**Aim of the exercise**
For the entries below, copy exactly the line that contains "[point-request]" through the line that contains "example = [(253, 289)]", both ends included, and exclude all pictures.

(Data items)
____________________
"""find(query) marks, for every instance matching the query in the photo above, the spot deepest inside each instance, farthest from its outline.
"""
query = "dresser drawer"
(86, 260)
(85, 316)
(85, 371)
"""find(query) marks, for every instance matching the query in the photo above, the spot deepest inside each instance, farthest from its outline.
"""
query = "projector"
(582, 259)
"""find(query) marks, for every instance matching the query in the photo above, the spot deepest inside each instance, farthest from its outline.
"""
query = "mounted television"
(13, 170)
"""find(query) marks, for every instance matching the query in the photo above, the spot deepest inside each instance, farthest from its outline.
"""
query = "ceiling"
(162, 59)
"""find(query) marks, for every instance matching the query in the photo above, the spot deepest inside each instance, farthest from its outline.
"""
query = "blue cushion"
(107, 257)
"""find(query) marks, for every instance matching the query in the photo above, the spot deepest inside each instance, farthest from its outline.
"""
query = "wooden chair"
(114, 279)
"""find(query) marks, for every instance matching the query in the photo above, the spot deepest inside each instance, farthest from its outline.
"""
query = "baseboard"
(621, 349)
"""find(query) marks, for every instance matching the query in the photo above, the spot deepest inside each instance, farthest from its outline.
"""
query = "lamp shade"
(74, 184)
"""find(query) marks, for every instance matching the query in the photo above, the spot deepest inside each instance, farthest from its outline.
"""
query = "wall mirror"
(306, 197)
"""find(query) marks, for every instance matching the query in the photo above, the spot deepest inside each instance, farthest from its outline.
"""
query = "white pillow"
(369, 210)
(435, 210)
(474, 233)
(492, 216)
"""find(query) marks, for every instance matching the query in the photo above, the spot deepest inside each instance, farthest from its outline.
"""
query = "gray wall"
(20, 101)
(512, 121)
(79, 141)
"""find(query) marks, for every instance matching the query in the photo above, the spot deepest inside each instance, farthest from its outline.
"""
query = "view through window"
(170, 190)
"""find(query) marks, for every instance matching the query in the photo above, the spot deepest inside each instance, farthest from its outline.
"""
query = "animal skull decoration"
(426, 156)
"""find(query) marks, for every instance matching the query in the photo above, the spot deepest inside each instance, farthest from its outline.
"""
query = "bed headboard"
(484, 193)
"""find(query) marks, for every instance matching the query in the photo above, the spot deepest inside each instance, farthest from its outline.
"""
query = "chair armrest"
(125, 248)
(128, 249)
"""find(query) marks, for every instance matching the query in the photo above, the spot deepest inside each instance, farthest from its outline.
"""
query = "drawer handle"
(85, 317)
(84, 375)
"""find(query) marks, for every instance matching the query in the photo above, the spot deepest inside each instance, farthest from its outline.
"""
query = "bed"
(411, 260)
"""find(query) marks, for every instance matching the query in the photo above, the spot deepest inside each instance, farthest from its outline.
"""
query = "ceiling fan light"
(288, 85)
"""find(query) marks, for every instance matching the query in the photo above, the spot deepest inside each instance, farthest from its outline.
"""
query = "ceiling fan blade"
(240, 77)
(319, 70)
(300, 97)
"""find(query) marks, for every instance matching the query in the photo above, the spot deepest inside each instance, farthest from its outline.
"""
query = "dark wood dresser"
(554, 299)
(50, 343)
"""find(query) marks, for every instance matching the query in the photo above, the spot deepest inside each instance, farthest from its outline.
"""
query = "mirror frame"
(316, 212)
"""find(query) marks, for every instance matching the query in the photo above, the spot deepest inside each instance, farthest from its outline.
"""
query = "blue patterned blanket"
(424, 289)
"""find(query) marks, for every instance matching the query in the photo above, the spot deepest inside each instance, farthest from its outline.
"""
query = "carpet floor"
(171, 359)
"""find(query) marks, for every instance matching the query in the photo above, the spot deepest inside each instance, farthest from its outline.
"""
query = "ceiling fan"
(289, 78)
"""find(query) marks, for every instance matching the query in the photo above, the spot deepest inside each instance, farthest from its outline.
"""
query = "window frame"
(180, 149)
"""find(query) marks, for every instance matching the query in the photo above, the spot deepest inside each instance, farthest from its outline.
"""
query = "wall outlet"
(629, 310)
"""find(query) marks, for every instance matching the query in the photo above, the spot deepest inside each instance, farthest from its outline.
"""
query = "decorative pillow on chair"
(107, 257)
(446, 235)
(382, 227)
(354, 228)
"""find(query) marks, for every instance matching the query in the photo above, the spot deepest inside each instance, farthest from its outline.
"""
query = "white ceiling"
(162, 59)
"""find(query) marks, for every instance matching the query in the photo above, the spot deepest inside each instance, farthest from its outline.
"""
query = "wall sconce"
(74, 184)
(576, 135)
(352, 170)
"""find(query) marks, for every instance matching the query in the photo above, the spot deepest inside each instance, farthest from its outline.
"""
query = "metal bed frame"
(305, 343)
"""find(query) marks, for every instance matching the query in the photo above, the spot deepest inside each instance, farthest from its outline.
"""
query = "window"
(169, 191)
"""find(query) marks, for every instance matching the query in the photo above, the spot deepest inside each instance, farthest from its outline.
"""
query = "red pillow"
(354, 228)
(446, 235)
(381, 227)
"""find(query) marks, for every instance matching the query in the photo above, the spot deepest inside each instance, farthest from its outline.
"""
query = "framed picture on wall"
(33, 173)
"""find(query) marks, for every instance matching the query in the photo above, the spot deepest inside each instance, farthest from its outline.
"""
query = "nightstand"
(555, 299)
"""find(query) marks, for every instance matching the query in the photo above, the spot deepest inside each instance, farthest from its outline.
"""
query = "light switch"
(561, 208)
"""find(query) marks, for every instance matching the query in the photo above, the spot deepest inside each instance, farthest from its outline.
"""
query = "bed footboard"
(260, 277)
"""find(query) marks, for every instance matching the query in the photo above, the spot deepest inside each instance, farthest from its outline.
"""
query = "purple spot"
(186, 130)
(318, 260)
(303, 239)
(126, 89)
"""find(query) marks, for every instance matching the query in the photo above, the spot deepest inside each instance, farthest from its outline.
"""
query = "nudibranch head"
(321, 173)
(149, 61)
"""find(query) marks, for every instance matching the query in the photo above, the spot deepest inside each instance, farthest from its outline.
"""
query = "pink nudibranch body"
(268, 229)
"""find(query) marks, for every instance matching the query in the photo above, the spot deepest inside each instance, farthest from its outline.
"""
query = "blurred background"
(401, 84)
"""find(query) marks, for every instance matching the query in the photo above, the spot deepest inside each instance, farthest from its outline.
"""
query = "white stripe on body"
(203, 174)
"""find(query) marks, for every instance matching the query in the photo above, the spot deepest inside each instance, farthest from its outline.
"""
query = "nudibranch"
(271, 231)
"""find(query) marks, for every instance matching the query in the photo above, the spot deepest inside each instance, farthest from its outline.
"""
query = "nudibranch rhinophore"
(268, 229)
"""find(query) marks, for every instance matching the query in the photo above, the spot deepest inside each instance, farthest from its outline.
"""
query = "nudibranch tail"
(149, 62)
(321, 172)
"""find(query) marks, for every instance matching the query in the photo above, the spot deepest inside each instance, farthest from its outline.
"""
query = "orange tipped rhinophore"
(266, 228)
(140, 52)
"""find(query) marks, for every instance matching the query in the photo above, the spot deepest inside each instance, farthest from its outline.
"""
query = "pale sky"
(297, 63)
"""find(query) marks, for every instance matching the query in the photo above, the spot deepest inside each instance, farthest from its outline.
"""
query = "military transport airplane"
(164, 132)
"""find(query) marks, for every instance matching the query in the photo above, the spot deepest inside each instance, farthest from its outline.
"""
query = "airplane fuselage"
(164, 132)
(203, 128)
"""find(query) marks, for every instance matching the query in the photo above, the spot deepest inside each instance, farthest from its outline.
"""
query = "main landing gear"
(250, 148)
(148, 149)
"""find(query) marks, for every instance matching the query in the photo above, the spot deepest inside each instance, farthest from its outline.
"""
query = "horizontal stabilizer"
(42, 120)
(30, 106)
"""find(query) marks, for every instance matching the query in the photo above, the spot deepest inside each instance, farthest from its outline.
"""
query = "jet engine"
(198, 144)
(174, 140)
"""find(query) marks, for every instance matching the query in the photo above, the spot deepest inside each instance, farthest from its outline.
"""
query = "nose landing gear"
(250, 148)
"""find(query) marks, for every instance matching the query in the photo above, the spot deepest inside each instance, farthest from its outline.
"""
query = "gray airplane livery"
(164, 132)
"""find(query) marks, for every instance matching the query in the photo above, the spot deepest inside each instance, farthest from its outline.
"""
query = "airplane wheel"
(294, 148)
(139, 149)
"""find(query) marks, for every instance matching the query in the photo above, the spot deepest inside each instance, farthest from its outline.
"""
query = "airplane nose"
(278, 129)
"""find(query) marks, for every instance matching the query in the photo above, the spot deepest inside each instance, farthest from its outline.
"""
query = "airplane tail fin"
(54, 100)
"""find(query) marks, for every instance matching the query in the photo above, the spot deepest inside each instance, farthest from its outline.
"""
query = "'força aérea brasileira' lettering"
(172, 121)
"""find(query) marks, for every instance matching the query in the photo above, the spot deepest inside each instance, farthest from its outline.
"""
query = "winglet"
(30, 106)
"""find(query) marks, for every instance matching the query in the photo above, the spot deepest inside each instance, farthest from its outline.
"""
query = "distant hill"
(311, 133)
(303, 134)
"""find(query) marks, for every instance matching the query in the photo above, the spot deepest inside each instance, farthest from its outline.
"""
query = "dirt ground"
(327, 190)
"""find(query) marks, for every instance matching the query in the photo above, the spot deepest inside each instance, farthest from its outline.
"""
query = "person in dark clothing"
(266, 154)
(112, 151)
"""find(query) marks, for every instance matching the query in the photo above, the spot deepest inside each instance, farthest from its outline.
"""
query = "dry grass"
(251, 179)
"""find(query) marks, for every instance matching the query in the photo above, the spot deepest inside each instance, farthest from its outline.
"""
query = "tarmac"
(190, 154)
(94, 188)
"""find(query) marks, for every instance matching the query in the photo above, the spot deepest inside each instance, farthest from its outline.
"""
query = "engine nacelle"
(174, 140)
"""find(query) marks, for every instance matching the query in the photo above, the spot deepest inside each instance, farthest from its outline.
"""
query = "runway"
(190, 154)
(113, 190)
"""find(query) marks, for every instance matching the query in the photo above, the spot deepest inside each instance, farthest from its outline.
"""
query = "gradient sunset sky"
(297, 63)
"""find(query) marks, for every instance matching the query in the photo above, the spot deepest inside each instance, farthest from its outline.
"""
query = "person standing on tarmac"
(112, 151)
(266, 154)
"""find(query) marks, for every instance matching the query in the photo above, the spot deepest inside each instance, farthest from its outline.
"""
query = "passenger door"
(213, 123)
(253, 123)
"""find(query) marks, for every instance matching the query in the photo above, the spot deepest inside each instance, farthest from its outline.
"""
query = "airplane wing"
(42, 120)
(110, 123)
____________________
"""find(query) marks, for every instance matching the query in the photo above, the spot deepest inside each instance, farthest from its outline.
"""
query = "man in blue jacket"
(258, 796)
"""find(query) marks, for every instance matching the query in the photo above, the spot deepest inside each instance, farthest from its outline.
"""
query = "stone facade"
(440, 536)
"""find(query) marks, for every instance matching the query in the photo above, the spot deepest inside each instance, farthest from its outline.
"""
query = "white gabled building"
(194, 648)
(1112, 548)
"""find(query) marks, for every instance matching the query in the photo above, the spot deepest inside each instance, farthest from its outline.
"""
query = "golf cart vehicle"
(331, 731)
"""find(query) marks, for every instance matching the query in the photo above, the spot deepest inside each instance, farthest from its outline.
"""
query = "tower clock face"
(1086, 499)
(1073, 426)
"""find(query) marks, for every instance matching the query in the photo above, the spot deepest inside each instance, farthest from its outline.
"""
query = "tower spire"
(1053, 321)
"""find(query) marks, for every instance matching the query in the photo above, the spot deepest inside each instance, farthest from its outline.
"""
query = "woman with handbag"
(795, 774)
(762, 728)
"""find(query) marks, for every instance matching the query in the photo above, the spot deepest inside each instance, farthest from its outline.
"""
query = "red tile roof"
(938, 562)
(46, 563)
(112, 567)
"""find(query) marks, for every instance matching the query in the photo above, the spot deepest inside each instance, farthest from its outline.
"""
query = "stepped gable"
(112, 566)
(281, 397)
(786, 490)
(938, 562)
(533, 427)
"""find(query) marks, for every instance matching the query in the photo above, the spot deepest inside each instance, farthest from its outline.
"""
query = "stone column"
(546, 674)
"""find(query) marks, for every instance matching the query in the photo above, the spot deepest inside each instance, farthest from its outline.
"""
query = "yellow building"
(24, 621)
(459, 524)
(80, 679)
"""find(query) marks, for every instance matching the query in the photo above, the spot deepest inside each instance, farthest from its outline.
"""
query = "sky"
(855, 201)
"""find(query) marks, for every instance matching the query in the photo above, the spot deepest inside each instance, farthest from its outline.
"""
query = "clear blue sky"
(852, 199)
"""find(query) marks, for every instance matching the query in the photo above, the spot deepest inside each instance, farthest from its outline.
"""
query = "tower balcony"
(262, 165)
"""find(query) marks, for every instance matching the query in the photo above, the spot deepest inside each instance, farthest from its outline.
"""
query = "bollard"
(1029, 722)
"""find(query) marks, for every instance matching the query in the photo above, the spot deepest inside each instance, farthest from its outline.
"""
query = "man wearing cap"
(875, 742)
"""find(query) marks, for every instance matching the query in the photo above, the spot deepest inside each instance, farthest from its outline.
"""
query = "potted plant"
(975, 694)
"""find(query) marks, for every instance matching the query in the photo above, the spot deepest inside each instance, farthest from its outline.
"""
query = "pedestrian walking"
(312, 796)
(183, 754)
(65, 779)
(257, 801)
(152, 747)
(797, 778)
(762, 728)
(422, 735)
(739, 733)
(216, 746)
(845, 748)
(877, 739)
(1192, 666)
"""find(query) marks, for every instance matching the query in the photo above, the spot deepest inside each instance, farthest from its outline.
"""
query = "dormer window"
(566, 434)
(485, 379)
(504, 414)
____________________
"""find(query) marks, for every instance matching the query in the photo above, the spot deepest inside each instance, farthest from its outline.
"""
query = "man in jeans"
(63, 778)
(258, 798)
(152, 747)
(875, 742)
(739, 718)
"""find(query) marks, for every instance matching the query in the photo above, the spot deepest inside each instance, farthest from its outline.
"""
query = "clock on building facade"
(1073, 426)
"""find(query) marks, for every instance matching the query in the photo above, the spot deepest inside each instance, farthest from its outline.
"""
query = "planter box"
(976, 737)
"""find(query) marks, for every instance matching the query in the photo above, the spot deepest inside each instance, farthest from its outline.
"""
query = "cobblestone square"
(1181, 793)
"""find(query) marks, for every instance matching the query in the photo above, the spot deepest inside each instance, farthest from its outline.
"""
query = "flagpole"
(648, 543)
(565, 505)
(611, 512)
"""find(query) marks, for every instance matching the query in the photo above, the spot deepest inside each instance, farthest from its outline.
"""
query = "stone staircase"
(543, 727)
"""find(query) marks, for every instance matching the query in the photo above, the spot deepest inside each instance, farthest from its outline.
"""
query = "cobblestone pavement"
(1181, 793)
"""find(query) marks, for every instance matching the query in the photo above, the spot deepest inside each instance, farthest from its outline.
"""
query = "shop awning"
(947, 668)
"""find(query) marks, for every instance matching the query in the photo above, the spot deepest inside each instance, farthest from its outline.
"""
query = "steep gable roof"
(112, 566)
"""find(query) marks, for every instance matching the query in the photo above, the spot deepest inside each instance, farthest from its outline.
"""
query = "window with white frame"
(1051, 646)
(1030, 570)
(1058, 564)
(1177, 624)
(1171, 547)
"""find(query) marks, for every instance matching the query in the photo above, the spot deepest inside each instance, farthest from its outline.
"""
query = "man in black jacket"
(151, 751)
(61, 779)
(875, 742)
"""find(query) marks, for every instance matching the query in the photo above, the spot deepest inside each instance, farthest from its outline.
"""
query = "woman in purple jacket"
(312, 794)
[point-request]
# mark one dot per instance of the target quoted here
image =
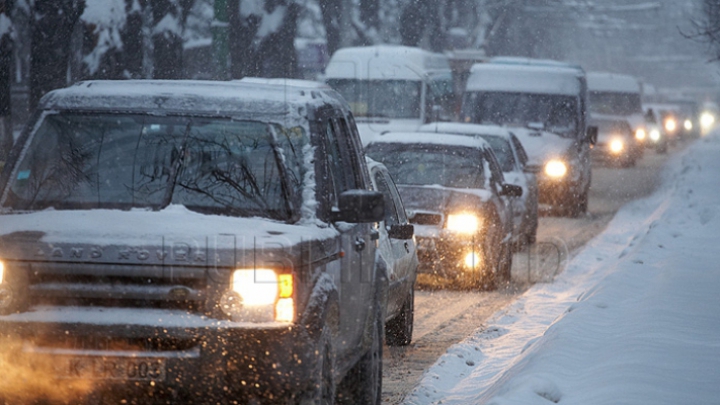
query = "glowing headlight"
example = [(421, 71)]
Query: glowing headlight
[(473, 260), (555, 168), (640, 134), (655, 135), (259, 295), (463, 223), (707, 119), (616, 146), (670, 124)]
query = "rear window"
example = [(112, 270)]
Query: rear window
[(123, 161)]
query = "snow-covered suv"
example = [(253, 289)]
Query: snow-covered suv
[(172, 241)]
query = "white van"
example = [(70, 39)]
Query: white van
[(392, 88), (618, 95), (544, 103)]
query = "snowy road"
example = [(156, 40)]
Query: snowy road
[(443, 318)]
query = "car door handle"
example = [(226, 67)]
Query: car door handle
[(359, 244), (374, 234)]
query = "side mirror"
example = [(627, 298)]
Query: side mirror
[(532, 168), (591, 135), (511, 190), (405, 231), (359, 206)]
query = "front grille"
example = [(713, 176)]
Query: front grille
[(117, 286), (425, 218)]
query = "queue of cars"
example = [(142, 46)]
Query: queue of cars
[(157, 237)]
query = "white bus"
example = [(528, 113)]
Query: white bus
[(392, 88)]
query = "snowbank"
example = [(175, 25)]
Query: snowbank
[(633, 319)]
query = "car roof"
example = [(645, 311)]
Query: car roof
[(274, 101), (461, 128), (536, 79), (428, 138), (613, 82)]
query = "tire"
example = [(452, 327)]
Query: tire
____________________
**Your response**
[point-request]
# mark one dot per instance of the target quoted here
image =
query = "glowing headlight"
example = [(421, 71)]
Query: glowing headlight
[(473, 260), (555, 168), (640, 134), (655, 135), (259, 295), (463, 223), (707, 119), (616, 146), (670, 124)]
query = "rear window"
example = [(112, 270)]
Query: rear window
[(123, 161)]
query = "snow-covered suv"
example = [(253, 289)]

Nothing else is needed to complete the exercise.